WHAT THE TASK ASKS >> Go to the line that contains "Keep to these rules. Indicate every instance of the green", then write out that line and all that follow to the end of the listing, exactly and without pictures.

*** Begin section ***

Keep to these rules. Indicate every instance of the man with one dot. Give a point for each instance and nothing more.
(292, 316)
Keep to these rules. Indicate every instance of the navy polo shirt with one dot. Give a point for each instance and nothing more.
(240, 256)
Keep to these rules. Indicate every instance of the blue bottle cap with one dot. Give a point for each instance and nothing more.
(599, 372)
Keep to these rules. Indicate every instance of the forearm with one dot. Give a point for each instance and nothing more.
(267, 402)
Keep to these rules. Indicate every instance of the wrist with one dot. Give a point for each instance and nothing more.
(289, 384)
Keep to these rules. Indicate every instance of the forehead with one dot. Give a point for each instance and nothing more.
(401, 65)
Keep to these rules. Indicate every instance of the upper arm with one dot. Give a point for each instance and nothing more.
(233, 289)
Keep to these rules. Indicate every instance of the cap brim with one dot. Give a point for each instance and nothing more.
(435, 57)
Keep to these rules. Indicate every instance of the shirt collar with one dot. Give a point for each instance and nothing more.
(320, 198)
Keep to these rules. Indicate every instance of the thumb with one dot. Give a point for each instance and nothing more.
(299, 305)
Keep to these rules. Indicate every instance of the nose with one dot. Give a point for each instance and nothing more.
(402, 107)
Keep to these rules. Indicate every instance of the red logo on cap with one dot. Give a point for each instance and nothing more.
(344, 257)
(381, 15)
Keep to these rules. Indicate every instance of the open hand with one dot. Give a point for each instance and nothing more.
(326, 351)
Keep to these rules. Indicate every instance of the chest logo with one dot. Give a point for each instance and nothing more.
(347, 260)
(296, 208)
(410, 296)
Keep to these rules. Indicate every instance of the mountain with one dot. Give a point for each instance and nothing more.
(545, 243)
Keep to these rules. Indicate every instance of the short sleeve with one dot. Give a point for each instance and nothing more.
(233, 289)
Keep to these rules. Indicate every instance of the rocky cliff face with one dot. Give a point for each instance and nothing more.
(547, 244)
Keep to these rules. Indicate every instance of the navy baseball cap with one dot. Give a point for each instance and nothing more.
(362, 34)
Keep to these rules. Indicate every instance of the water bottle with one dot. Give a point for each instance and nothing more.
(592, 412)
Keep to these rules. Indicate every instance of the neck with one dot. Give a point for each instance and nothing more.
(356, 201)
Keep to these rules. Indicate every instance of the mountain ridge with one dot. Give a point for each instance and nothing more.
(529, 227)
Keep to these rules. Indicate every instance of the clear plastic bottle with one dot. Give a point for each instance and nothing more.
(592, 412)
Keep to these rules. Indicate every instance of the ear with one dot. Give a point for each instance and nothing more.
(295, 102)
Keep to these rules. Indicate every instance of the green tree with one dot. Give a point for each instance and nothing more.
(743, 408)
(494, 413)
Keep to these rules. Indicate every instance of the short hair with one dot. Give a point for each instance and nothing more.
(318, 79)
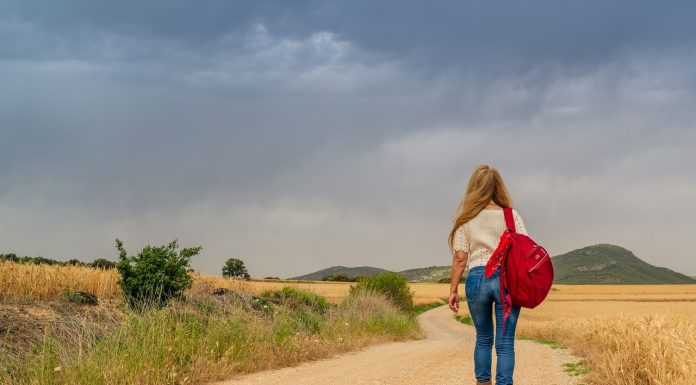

*** End section ***

ANSWER TO THE EXERCISE >>
Keep to these rules. Indicate every instance of the green tree with one dot. Give a point for each instance and nothing more.
(743, 408)
(494, 413)
Keep to these rules. Indicate every instance of the short hair with one dot. Give a point for each instance and nothing more.
(318, 79)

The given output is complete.